Entries supplied:
=-=-=
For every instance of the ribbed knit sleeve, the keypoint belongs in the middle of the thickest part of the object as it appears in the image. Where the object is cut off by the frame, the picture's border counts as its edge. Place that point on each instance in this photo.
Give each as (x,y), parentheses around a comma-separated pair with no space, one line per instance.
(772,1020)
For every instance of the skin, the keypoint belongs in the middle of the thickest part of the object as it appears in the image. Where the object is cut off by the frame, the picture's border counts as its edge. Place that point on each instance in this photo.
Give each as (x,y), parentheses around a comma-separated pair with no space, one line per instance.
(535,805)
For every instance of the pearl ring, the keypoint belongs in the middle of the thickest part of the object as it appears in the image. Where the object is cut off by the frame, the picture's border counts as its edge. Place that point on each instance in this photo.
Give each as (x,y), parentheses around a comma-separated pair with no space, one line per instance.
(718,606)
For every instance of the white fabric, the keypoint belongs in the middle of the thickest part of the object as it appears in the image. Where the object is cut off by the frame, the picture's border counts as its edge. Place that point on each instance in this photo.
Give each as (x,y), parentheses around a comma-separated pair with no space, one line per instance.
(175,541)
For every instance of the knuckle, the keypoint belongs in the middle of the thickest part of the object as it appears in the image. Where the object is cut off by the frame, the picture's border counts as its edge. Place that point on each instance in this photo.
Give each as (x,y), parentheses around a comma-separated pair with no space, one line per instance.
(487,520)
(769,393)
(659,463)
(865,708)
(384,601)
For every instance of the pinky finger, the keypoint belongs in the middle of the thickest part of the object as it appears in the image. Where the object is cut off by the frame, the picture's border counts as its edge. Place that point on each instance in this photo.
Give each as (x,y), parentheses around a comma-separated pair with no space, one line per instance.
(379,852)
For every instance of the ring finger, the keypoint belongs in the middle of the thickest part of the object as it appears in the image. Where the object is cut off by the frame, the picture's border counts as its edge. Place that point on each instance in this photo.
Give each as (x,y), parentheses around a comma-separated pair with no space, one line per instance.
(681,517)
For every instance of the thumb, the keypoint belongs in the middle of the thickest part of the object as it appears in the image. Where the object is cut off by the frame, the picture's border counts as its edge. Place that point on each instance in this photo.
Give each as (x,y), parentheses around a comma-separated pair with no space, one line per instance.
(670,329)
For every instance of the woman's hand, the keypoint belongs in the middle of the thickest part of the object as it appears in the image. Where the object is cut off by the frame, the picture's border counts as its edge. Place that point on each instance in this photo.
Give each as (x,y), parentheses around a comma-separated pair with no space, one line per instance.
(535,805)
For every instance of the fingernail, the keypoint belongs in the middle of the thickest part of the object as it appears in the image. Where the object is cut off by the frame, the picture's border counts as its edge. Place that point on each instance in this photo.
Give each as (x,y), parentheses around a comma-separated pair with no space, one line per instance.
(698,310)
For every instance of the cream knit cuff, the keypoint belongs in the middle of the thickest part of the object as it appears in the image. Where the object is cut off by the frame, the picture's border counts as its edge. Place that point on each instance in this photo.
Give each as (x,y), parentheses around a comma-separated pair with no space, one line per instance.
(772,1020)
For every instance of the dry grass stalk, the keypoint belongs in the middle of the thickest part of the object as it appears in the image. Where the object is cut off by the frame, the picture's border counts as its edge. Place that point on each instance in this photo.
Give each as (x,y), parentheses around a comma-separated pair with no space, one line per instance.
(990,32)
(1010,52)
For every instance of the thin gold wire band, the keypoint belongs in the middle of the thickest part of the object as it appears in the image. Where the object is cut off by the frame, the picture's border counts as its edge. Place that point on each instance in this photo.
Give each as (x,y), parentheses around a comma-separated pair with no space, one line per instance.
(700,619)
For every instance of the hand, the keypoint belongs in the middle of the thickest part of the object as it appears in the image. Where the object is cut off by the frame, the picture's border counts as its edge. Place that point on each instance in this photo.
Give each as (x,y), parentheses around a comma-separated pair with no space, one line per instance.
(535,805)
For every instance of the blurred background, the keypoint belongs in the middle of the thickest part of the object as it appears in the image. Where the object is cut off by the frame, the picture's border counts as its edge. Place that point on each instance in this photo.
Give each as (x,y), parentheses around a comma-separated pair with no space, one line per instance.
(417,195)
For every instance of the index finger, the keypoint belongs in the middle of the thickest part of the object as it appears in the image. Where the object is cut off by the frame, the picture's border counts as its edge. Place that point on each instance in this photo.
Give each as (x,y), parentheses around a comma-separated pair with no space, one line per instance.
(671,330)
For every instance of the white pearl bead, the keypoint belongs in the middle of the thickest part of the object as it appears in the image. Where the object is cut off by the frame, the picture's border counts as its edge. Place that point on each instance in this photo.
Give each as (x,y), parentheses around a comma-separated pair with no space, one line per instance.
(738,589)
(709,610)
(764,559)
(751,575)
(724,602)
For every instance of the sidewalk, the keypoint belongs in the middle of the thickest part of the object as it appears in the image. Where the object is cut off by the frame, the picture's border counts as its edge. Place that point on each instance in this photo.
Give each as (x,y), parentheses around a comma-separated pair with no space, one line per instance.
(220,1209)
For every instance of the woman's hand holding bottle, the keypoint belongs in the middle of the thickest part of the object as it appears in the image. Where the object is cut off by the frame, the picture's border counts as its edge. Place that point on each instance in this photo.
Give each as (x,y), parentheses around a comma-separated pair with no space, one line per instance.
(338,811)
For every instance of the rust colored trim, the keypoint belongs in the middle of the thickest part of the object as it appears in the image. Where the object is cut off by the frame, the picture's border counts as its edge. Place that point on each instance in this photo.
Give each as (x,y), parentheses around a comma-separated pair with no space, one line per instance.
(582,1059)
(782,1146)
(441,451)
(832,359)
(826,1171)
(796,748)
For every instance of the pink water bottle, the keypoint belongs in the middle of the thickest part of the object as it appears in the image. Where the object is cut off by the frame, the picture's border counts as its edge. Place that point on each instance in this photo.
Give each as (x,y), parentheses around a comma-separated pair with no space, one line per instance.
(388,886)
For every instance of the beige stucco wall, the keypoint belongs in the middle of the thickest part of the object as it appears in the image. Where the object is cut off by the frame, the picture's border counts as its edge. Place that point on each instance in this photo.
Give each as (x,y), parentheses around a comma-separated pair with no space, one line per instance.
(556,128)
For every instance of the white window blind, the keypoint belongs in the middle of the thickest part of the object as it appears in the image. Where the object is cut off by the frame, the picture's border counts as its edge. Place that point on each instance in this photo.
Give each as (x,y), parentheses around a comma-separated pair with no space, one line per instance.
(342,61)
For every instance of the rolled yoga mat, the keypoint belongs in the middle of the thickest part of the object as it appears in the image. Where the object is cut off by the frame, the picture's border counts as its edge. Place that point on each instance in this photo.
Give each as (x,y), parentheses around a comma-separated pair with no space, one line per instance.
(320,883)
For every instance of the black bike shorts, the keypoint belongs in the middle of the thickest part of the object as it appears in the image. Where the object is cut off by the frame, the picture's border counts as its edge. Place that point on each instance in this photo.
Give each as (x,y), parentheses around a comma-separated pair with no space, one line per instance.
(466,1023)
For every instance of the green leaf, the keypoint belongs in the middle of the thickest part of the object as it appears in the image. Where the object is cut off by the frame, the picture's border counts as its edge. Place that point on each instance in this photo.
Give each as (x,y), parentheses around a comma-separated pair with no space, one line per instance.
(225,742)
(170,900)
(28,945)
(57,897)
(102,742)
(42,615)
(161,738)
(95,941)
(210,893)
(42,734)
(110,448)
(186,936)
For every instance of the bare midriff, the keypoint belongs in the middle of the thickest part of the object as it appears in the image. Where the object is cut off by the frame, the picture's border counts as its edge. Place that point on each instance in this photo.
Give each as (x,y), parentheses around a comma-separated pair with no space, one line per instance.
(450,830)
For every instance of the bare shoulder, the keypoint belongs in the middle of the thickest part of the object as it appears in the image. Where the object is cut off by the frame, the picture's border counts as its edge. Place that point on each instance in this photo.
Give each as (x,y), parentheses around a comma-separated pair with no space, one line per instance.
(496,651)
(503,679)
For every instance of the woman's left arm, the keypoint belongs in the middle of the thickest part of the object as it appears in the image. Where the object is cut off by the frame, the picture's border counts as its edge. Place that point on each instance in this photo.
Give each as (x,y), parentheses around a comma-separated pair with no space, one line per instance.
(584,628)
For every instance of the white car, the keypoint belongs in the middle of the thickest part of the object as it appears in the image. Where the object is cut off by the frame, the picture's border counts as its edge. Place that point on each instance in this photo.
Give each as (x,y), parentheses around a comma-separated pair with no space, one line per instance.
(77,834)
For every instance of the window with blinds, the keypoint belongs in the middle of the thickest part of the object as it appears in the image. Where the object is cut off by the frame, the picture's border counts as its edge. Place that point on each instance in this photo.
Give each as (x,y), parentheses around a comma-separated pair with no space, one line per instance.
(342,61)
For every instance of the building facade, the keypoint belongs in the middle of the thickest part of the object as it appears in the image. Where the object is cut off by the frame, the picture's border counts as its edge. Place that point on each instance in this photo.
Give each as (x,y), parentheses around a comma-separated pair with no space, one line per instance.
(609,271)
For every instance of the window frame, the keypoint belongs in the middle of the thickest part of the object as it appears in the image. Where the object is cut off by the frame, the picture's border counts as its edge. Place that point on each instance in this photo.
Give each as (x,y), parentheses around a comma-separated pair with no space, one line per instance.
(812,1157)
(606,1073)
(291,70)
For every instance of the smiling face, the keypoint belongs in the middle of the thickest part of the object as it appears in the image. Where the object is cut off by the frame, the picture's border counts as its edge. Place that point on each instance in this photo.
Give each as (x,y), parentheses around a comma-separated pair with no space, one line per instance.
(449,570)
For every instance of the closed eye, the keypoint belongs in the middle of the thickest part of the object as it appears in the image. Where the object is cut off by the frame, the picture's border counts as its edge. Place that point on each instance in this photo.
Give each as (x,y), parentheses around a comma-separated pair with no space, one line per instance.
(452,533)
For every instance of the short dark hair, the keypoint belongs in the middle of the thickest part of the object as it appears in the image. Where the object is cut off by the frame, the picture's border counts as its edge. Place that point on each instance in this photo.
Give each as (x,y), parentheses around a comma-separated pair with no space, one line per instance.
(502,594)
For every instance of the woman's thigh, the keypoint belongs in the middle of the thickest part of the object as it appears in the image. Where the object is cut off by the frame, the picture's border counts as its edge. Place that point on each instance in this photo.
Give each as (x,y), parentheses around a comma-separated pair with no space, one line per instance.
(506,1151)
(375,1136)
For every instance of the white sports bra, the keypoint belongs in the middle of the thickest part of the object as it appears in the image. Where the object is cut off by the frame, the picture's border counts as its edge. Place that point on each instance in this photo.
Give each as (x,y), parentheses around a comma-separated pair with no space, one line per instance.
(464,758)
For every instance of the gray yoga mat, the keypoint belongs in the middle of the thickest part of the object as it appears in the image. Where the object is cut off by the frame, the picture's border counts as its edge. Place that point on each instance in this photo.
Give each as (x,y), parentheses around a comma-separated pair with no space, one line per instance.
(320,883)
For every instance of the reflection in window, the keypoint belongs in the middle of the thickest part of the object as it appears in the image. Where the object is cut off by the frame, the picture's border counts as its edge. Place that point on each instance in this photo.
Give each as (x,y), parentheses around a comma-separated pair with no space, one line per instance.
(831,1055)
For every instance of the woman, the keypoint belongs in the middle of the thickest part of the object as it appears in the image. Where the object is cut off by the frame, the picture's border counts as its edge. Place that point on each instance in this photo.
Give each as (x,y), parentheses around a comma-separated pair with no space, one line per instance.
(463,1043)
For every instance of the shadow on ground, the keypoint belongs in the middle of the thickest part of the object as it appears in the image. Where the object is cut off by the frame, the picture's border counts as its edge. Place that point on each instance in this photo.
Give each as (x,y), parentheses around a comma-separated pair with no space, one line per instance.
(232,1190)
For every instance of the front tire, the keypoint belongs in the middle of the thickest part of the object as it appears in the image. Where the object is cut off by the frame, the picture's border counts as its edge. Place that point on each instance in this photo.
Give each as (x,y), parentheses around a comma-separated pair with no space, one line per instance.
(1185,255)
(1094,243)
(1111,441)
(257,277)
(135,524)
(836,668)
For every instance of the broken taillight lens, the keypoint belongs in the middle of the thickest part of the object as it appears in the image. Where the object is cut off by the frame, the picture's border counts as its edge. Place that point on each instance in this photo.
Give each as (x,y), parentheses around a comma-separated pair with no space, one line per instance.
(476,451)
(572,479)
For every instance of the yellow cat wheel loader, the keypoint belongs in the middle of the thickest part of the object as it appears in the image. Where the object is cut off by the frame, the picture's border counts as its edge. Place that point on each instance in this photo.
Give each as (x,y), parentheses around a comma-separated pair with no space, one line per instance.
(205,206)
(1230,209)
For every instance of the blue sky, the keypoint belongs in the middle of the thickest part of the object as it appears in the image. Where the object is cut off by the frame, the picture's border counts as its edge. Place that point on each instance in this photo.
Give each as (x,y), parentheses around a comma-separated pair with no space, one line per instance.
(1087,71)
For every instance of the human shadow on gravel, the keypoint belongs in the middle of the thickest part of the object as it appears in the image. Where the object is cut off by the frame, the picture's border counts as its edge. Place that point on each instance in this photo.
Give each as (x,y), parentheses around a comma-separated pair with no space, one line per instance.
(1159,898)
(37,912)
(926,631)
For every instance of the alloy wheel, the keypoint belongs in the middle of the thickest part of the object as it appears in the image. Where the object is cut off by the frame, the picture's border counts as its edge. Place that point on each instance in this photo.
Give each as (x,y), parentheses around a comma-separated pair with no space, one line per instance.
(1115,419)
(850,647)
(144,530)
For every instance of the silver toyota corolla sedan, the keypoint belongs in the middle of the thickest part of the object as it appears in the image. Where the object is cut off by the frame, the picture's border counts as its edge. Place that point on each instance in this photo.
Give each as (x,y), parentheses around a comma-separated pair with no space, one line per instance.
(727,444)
=-=-=
Your instructions:
Give the lines of the data as a Markdown table, from the line containing "For every instance of the silver" through the end of the data, both included. Use the columns Row and Line, with the row number under Row and the line under Line, and leave out any blank lines.

Answer to this exercise:
| Row | Line |
|---|---|
| 1 | For every instance of the silver toyota corolla sedan, the keypoint belongs in the middle of the thickest part of the object as it appears in the image. Where the object is cut off by the frame, the picture's border counts as its edge. Place that point on each instance in this photo. |
| 2 | Give each as (x,y), parentheses around a comma-separated pair with no space, one line per instance. |
| 3 | (727,444) |